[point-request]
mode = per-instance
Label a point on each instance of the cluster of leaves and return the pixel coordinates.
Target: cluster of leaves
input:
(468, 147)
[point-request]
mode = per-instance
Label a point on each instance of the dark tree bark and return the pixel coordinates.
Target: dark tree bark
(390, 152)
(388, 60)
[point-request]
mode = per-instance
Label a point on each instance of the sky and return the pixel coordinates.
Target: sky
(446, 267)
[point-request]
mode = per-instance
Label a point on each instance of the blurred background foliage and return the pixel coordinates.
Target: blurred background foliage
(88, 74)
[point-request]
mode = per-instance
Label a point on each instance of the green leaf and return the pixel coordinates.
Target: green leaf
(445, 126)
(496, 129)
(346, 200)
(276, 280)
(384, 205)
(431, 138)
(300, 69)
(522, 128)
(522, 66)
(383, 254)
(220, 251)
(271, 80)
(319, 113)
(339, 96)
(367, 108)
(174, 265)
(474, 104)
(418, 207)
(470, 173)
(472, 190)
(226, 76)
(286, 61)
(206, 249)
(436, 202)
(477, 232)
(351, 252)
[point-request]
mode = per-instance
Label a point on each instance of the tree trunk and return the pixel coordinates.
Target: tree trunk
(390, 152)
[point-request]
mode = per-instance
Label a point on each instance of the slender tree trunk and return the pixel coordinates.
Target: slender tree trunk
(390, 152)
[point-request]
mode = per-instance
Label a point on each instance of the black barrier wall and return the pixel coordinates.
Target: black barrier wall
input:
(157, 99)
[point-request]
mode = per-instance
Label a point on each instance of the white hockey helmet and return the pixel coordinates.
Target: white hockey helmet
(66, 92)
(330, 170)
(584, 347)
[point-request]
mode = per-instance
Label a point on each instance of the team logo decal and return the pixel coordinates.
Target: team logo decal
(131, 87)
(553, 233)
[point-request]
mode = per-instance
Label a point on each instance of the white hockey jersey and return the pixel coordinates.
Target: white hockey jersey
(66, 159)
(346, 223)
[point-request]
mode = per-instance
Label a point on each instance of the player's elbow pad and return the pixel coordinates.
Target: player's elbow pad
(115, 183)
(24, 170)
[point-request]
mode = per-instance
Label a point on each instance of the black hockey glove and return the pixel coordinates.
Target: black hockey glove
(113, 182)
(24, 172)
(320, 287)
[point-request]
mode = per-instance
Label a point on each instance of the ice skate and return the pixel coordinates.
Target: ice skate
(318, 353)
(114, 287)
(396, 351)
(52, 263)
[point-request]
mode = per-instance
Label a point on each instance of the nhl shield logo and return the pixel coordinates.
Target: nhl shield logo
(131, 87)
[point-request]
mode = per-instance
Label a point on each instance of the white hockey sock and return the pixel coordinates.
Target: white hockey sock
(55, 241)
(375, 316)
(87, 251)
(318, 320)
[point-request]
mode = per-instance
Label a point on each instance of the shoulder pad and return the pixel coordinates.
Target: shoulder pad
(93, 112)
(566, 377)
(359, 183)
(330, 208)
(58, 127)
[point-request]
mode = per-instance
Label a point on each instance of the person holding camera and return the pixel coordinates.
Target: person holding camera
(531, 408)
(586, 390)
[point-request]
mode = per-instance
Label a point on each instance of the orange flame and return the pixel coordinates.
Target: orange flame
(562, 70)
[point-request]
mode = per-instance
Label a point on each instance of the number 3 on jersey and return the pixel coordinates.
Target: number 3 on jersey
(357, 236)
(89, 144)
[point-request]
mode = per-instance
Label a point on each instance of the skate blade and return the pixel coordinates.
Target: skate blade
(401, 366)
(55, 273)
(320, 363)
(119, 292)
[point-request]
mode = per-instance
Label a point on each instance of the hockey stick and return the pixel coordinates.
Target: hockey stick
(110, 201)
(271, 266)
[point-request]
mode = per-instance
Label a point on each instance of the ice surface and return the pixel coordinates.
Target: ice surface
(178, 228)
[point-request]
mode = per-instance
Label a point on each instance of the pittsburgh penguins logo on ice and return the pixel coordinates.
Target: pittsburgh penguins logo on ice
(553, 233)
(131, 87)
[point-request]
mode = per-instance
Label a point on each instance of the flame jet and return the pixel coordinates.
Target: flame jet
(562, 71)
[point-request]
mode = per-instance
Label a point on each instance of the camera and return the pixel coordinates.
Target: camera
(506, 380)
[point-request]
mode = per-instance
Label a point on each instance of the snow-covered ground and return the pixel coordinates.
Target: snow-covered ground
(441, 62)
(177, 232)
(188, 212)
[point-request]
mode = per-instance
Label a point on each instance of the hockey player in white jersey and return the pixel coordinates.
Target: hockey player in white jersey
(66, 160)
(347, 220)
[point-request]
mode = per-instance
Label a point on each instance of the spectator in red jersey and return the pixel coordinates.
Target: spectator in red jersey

★ ★ ★ ★ ★ ★ ★

-- ACTION ITEM --
Every entry above must be reproduced exactly.

-- ANSWER --
[point-request]
mode = per-instance
Label a point on each instance of the cluster of leaves and return the pixel coordinates.
Target: cluster of leaves
input:
(468, 147)
[point-request]
mode = per-instance
Label a point on each instance of the dark tree bark and return the pixel coordinates.
Target: dark tree bark
(390, 152)
(388, 60)
[point-request]
mode = per-instance
Label a point on each instance of the sky and return the pixel coordinates.
Target: sky
(446, 267)
[point-request]
mode = per-instance
Label a point on each instance of the blurred background foliage and return the pixel coordinates.
Target: blurred background foliage
(88, 74)
[point-request]
mode = per-instance
Label a point on each instance of the green leaf and return the pixel coordinates.
Target: green leaf
(445, 126)
(496, 129)
(346, 200)
(276, 280)
(384, 205)
(431, 138)
(300, 69)
(522, 128)
(522, 66)
(383, 254)
(220, 251)
(271, 80)
(319, 113)
(339, 96)
(367, 108)
(174, 265)
(474, 104)
(418, 207)
(470, 173)
(472, 190)
(226, 76)
(286, 61)
(206, 249)
(436, 202)
(477, 232)
(351, 252)
[point-request]
mode = per-instance
Label a point on each instance of the tree trunk and return the pixel coordinates.
Target: tree trunk
(390, 152)
[point-request]
mode = per-instance
Label a point on each instance of the slender tree trunk and return the pixel coordinates.
Target: slender tree trunk
(390, 152)
[point-request]
mode = per-instance
Label a point on each instance of the black barrier wall and return the pixel coordinates.
Target: black barrier wall
input:
(157, 99)
[point-request]
mode = per-instance
Label a point on each instance of the white hockey helmet and return the pixel coordinates.
Target: white hockey helmet
(66, 92)
(330, 170)
(584, 347)
[point-request]
mode = per-instance
Label a point on each instance of the team logo decal and return the pixel coordinates.
Target: team logo decal
(131, 87)
(553, 233)
[point-request]
mode = per-instance
Label a point on each instance of the white hockey jersey and return the pixel coordinates.
Target: white hockey jersey
(66, 159)
(346, 223)
[point-request]
mode = per-instance
Label a point on each instance of the player's elbow pad and return the pixel coordinates.
Target: player's elbow pad
(115, 183)
(24, 170)
[point-request]
mode = per-instance
Label a point on each instance of the black hockey glove and return the pixel coordinates.
Target: black hockey glove
(113, 182)
(24, 172)
(320, 287)
[point-request]
mode = per-instance
Label a point on each instance of the ice skate and return the pixel coordinates.
Target: ice skate
(318, 353)
(114, 287)
(396, 351)
(52, 263)
[point-request]
mode = per-instance
Label a point on each instance of the nhl shield logo and return the pixel coordinates.
Target: nhl shield logo
(131, 87)
[point-request]
mode = per-instance
Label a point on each instance of the white hockey sock and return the pixel coordinates.
Target: white hockey sock
(55, 241)
(375, 316)
(87, 251)
(318, 320)
[point-request]
mode = per-instance
Label a point on each instance of the shoulder pad and return the pixel coordinates.
Target: shoulder pad
(93, 112)
(566, 377)
(359, 183)
(330, 208)
(58, 127)
[point-request]
mode = per-instance
Label a point on each instance of the person holding camera and return the pixel coordinates.
Target: person holding camera
(531, 408)
(586, 390)
[point-request]
mode = per-instance
Label a point on each instance of the orange flame and return the pixel coordinates.
Target: orange flame
(562, 70)
[point-request]
mode = per-instance
Label a point on each instance of the number 3 on jersey and return the pixel coordinates.
Target: number 3 on jersey
(357, 236)
(89, 144)
[point-request]
mode = per-instance
Label a point on each instance of the skate blade and return the pixel coordinates.
Target: skate blade
(401, 366)
(55, 273)
(320, 363)
(119, 292)
[point-request]
mode = per-instance
Label a point on each instance of the hockey stick and return the pixel coordinates.
Target: hockey stick
(110, 201)
(271, 266)
[point-request]
mode = per-instance
Label a point on each instance of the ice surface and return the pixel coordinates.
Target: ice surface
(178, 228)
[point-request]
mode = per-instance
Label a point on each instance of the pittsburgh penguins logo on ice and return the pixel coordinates.
Target: pittsburgh penguins logo on ice
(553, 233)
(131, 87)
[point-request]
mode = per-instance
Label a point on each instance of the flame jet and return the pixel coordinates.
Target: flame jet
(562, 71)
[point-request]
mode = per-instance
Label a point on each instance of the camera and return the pixel coordinates.
Target: camera
(506, 380)
[point-request]
mode = per-instance
Label a point on each instance of the snow-covered ground and return the pixel coordinates.
Target: snow-covered ground
(441, 62)
(177, 232)
(188, 212)
[point-request]
mode = per-instance
Label a point on each instance of the hockey player in white jersey and return the pixel coordinates.
Target: hockey player in white jersey
(66, 160)
(347, 220)
[point-request]
mode = per-instance
Label a point on each instance of the spectator in red jersey and return the pixel coordinates.
Target: spectator in red jersey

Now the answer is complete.